**What you need to do:**
Give again, unchanged, the line that contains "of the printed" together with every line that follows it until the entries end.

**Record excerpts:**
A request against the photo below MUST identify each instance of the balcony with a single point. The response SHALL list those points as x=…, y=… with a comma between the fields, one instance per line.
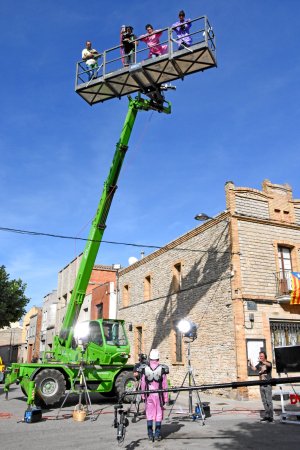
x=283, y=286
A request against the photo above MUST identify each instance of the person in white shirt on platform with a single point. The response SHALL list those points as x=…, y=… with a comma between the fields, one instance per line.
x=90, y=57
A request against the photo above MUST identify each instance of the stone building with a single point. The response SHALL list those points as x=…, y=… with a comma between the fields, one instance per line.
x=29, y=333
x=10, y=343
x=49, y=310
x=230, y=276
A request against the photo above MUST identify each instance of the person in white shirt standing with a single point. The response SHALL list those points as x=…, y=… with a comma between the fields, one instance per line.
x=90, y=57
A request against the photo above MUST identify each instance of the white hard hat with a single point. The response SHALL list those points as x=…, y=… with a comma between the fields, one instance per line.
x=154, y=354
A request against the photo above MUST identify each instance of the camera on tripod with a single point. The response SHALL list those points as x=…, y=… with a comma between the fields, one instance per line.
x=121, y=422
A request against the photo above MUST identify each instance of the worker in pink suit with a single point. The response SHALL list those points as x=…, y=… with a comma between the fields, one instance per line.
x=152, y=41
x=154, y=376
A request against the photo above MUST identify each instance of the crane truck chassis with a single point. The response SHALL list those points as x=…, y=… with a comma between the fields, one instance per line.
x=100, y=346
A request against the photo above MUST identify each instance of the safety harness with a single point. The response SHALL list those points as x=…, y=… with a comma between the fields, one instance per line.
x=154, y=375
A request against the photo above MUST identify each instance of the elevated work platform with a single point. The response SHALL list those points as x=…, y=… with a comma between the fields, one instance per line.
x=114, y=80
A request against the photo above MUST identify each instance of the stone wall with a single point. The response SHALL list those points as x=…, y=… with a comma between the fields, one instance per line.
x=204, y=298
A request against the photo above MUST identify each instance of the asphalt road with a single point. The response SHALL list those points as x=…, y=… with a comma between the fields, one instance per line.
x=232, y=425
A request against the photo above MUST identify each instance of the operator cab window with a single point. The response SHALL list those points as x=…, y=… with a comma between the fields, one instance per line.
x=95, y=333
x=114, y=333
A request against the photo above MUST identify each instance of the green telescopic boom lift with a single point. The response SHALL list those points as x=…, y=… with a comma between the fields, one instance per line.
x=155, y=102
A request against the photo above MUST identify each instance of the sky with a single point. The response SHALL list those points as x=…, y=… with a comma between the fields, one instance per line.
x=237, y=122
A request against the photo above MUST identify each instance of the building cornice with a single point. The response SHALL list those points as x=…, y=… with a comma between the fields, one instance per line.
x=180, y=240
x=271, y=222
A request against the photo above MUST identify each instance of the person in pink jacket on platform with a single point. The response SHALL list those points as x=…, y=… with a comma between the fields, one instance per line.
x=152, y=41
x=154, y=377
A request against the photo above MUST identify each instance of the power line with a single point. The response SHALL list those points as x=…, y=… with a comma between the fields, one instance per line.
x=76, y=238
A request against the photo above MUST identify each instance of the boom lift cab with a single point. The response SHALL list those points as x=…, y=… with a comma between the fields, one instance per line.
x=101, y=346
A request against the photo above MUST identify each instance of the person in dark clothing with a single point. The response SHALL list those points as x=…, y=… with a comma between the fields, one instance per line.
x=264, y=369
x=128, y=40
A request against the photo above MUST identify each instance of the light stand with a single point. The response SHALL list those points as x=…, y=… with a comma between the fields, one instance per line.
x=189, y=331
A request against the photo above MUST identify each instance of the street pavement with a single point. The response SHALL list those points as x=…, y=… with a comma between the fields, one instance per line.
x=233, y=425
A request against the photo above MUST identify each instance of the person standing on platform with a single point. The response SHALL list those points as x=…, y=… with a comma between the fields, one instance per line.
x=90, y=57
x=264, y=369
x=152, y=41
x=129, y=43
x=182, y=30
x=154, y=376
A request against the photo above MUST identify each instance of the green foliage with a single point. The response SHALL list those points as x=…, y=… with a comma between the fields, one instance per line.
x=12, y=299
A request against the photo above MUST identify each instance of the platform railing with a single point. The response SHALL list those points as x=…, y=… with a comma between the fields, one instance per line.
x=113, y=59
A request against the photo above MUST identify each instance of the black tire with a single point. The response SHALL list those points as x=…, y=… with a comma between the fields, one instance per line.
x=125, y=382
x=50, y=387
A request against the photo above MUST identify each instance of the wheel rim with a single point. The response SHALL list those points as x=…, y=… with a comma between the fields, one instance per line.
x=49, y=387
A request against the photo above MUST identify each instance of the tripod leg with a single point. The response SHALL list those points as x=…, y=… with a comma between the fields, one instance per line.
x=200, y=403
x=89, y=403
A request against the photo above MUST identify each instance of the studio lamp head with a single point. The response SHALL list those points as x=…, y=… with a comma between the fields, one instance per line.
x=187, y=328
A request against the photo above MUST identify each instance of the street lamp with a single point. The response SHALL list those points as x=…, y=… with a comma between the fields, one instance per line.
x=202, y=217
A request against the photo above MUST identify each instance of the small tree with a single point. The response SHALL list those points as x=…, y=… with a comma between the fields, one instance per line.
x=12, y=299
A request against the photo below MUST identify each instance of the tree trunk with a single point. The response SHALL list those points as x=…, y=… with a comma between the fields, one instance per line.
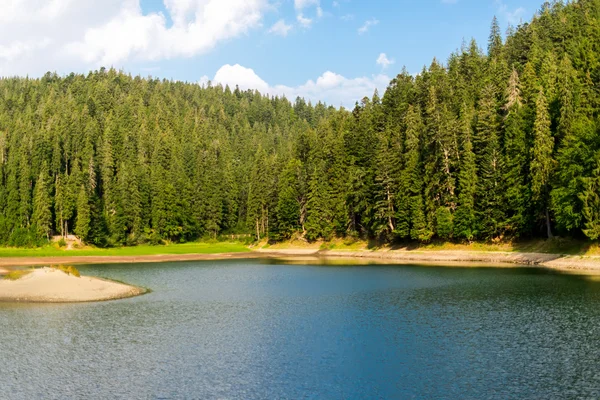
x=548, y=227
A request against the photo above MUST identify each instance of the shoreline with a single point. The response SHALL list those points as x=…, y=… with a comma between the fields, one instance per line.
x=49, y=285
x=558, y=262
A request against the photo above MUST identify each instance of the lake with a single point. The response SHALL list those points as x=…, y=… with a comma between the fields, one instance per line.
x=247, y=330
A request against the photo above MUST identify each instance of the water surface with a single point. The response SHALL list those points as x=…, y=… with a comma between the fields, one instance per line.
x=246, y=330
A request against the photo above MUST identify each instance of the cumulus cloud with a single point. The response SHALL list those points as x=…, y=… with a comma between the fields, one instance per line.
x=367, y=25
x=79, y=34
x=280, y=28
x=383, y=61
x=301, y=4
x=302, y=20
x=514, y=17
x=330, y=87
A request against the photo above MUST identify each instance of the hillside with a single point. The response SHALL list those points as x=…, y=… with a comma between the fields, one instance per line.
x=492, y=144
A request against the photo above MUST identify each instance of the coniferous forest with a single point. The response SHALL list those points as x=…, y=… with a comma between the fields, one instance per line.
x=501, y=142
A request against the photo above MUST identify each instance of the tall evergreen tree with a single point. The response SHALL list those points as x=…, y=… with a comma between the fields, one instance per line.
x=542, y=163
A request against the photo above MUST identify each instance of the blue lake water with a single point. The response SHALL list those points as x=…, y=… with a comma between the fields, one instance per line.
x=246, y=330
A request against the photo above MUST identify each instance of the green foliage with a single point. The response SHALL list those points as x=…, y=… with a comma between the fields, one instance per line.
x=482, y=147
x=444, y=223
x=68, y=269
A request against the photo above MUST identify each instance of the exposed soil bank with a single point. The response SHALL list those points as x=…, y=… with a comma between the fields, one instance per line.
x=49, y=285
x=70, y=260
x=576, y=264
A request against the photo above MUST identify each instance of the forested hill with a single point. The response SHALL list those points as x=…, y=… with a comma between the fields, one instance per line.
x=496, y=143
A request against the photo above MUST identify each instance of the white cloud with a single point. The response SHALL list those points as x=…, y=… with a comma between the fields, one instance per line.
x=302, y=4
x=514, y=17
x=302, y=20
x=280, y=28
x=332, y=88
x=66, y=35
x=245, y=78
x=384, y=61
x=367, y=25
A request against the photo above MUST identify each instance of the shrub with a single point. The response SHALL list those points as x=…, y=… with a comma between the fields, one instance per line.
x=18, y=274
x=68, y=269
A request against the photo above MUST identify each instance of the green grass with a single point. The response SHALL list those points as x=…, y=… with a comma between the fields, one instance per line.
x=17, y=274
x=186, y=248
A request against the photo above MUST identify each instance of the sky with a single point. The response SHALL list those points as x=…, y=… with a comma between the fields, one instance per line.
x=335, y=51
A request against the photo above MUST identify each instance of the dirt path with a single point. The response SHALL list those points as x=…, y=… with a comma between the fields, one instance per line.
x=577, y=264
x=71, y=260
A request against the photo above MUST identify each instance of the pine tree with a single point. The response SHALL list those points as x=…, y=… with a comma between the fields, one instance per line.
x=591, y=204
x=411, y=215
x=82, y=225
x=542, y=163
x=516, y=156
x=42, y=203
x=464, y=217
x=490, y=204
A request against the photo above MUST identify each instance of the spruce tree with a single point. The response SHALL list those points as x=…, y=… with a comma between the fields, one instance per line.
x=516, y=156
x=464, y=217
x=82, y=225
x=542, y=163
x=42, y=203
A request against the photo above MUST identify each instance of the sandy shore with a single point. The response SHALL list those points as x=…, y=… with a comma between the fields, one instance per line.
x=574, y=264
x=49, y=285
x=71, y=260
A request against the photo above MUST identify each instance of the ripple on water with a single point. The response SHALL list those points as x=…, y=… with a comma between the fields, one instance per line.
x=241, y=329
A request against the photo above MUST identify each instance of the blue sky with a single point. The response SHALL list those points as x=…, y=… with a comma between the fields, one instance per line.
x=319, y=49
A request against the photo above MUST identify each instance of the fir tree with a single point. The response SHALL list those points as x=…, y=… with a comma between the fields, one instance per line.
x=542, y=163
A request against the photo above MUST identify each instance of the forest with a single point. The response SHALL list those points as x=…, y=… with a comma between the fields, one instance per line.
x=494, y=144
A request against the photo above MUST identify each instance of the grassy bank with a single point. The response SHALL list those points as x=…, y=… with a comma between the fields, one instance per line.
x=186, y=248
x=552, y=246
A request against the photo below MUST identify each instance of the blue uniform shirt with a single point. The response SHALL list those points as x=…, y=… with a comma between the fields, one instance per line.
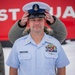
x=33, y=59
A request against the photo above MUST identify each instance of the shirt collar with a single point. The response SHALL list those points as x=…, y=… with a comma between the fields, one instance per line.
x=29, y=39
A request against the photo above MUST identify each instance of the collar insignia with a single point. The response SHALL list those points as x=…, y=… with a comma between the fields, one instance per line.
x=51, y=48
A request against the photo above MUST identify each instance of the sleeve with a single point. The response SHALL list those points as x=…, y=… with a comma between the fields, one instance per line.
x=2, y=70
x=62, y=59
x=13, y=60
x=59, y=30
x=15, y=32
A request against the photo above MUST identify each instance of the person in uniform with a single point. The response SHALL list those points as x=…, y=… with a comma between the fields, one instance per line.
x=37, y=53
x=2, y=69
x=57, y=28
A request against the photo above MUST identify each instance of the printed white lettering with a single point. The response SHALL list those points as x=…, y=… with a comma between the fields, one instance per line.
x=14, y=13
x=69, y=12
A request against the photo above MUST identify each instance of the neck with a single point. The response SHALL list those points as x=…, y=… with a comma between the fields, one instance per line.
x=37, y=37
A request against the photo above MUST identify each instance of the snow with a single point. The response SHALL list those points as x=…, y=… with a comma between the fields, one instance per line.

**Written answer:**
A request against the photo above MUST identify each instance of the printed white lettering with a single point. The response SHALL list those points as x=…, y=… with a comma between the fields, one instance per line.
x=14, y=13
x=69, y=12
A request against the photo above MUST identify each instance of the neck with a single point. The response SHALL list those points as x=…, y=… with a comma between the fields, one instance per line.
x=37, y=37
A request against the photo above MUST identify each instance of the snow with a single point. The response SHALL list those points as x=…, y=… with a comma between the fields, one instance per line.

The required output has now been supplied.